EXERCISE DIRECTIONS - Locate every line in the entries below that contains the string "surface", and copy each of those lines in full.

STORED DATA -
════

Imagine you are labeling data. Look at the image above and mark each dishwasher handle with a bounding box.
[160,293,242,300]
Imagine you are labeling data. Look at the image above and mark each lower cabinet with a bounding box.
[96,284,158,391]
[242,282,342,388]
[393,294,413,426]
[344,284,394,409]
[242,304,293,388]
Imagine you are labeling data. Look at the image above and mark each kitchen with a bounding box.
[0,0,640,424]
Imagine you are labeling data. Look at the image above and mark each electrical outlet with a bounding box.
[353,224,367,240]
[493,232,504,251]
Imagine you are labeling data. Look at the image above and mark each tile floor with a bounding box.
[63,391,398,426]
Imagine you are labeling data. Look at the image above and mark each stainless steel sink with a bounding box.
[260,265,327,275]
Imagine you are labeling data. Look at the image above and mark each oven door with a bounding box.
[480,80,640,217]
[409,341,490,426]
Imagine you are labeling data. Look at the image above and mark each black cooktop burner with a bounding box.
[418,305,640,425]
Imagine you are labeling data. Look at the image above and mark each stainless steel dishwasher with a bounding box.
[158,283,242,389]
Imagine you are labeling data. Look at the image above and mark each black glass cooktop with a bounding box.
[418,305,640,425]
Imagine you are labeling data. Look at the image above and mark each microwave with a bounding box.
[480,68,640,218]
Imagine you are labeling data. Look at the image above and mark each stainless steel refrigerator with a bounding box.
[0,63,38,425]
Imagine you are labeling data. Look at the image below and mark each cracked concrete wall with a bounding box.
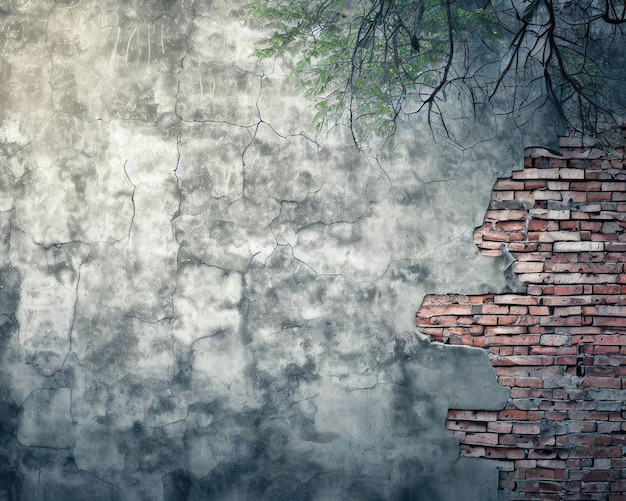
[0,0,552,501]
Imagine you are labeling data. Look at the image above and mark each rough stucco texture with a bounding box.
[0,0,544,501]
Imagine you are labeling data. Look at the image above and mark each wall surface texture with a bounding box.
[417,138,626,501]
[0,0,560,501]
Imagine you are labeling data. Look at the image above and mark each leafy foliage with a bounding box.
[248,0,626,141]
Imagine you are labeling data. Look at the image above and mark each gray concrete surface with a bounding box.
[0,0,556,501]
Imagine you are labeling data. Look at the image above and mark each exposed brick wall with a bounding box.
[417,134,626,501]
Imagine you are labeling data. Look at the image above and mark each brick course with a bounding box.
[417,138,626,500]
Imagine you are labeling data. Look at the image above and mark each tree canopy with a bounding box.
[248,0,626,143]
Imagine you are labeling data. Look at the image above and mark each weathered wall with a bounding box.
[0,0,556,501]
[417,138,626,501]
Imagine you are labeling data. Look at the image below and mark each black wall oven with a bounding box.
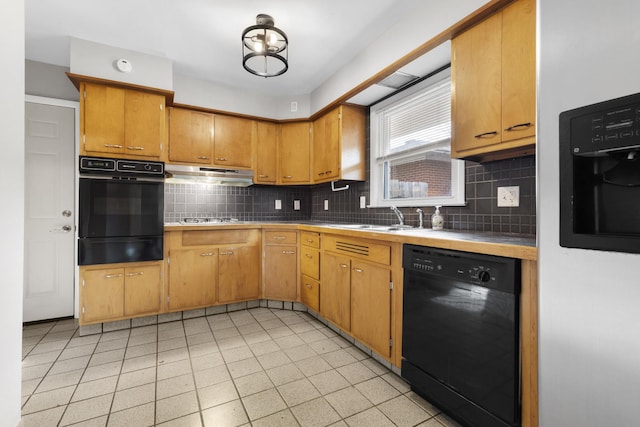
[78,157,164,265]
[402,245,521,427]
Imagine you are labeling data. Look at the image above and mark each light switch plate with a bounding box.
[498,186,520,208]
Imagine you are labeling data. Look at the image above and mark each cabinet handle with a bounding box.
[474,130,498,139]
[126,271,144,277]
[505,122,532,132]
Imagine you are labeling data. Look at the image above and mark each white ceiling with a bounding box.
[25,0,448,104]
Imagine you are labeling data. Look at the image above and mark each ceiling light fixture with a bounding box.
[242,13,289,77]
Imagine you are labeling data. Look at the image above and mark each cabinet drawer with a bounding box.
[300,246,320,279]
[323,234,391,265]
[300,231,320,249]
[264,231,298,245]
[300,275,320,311]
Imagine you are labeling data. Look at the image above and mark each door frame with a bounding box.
[22,95,80,319]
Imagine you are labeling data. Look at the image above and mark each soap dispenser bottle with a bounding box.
[431,206,444,230]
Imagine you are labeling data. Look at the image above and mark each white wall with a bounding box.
[538,0,640,427]
[0,0,24,426]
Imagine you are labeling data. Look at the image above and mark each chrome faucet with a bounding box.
[391,206,404,225]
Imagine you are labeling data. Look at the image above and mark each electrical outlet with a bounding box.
[498,186,520,208]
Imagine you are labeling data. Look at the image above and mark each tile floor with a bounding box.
[22,308,457,427]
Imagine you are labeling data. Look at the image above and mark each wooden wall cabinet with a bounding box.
[80,262,163,325]
[451,0,536,161]
[312,105,366,183]
[262,230,298,301]
[165,229,261,311]
[300,231,321,312]
[253,122,278,185]
[80,82,166,160]
[278,122,311,185]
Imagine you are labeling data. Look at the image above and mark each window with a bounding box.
[371,68,465,207]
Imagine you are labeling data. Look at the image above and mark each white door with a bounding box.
[24,101,76,322]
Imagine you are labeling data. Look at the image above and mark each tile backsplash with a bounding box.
[165,156,536,234]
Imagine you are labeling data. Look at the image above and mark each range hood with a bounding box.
[165,164,253,187]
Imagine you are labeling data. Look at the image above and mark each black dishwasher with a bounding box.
[402,245,521,427]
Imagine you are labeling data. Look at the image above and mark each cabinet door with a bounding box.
[169,108,213,164]
[320,252,351,331]
[451,13,502,152]
[124,89,165,157]
[124,264,162,316]
[218,245,260,303]
[264,245,298,301]
[81,268,124,323]
[502,0,536,142]
[313,107,341,182]
[351,260,391,357]
[254,122,278,184]
[81,83,125,154]
[169,247,218,311]
[213,114,253,169]
[278,122,311,184]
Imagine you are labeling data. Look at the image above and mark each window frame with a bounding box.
[369,67,466,207]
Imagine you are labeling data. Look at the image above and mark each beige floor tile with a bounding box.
[234,371,274,397]
[309,370,350,395]
[242,388,287,421]
[21,406,65,427]
[156,374,196,400]
[267,363,304,386]
[22,386,75,414]
[111,383,156,412]
[71,375,118,402]
[48,355,91,375]
[202,400,249,427]
[220,345,253,363]
[355,377,400,405]
[278,378,320,407]
[156,413,202,427]
[107,402,155,427]
[156,391,198,423]
[227,357,262,378]
[346,408,396,427]
[117,366,156,390]
[36,369,84,393]
[324,387,373,418]
[258,350,291,369]
[60,394,113,426]
[251,409,300,427]
[291,397,340,427]
[378,396,431,427]
[193,365,231,388]
[198,381,239,409]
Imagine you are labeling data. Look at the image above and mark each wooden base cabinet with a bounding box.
[80,262,163,325]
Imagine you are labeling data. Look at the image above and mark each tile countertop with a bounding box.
[165,221,538,260]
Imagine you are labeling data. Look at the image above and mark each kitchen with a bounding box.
[2,0,638,425]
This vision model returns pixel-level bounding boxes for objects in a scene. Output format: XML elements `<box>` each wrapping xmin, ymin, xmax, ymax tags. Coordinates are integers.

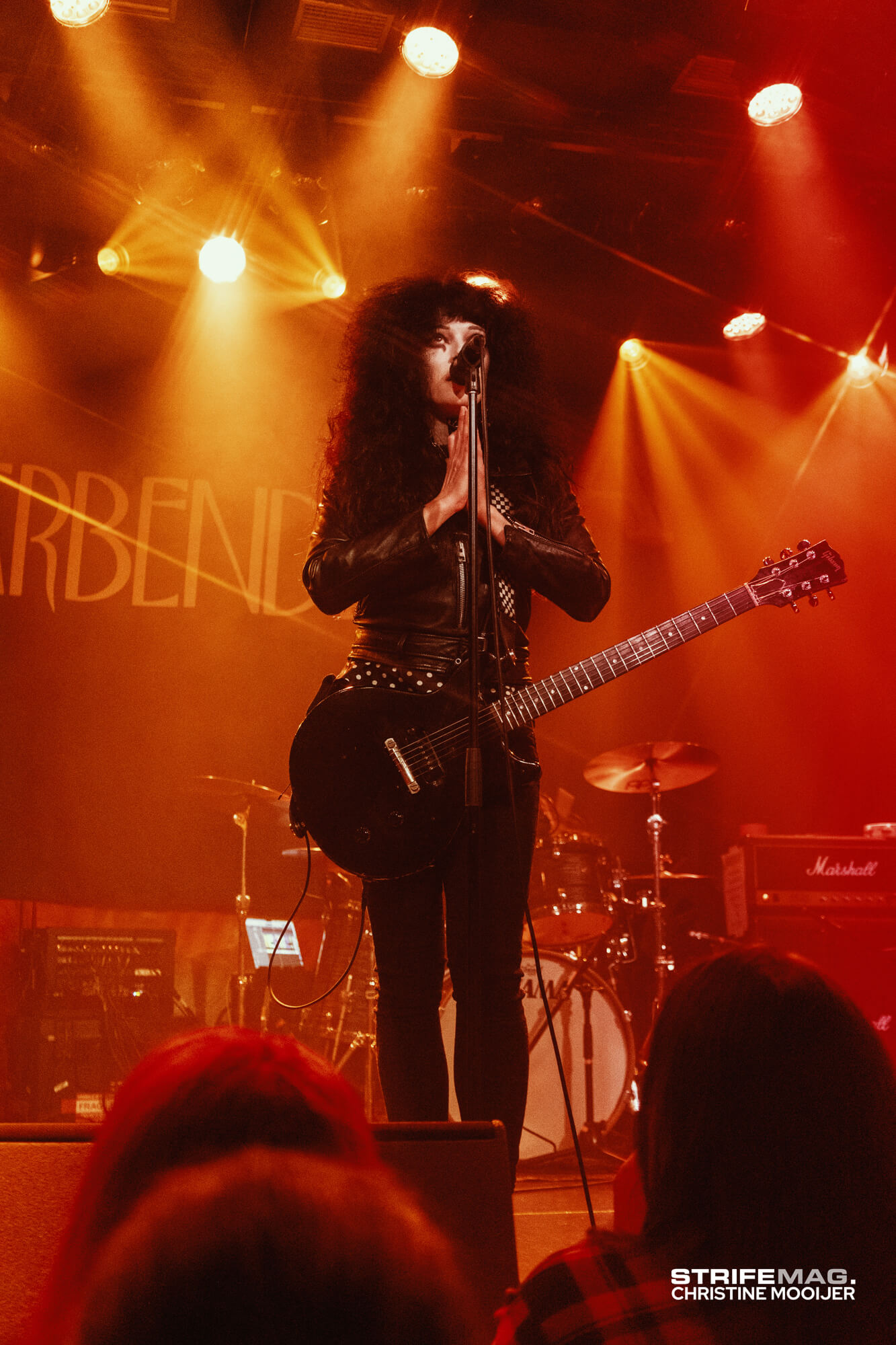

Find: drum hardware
<box><xmin>297</xmin><ymin>893</ymin><xmax>383</xmax><ymax>1120</ymax></box>
<box><xmin>190</xmin><ymin>775</ymin><xmax>288</xmax><ymax>1028</ymax></box>
<box><xmin>441</xmin><ymin>952</ymin><xmax>635</xmax><ymax>1162</ymax></box>
<box><xmin>524</xmin><ymin>823</ymin><xmax>615</xmax><ymax>950</ymax></box>
<box><xmin>585</xmin><ymin>741</ymin><xmax>719</xmax><ymax>1033</ymax></box>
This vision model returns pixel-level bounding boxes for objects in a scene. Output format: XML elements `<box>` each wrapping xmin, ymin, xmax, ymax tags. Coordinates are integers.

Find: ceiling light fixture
<box><xmin>401</xmin><ymin>27</ymin><xmax>460</xmax><ymax>79</ymax></box>
<box><xmin>97</xmin><ymin>247</ymin><xmax>130</xmax><ymax>276</ymax></box>
<box><xmin>619</xmin><ymin>336</ymin><xmax>650</xmax><ymax>373</ymax></box>
<box><xmin>747</xmin><ymin>83</ymin><xmax>803</xmax><ymax>126</ymax></box>
<box><xmin>723</xmin><ymin>313</ymin><xmax>766</xmax><ymax>340</ymax></box>
<box><xmin>846</xmin><ymin>346</ymin><xmax>889</xmax><ymax>387</ymax></box>
<box><xmin>315</xmin><ymin>269</ymin><xmax>348</xmax><ymax>299</ymax></box>
<box><xmin>199</xmin><ymin>234</ymin><xmax>246</xmax><ymax>285</ymax></box>
<box><xmin>50</xmin><ymin>0</ymin><xmax>112</xmax><ymax>28</ymax></box>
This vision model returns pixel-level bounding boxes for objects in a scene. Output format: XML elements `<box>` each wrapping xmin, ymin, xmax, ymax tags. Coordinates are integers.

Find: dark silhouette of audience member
<box><xmin>495</xmin><ymin>948</ymin><xmax>896</xmax><ymax>1345</ymax></box>
<box><xmin>26</xmin><ymin>1028</ymin><xmax>379</xmax><ymax>1345</ymax></box>
<box><xmin>73</xmin><ymin>1149</ymin><xmax>475</xmax><ymax>1345</ymax></box>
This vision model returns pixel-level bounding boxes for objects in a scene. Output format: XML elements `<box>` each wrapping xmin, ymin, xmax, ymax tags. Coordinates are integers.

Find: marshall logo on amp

════

TASK RESULT -
Imagine you are labeling data. Look at the image above and mark each wall surface texture with a bounding box.
Imagine you are labeling data. Look at the image above and mark each gray concrete surface with a bounding box.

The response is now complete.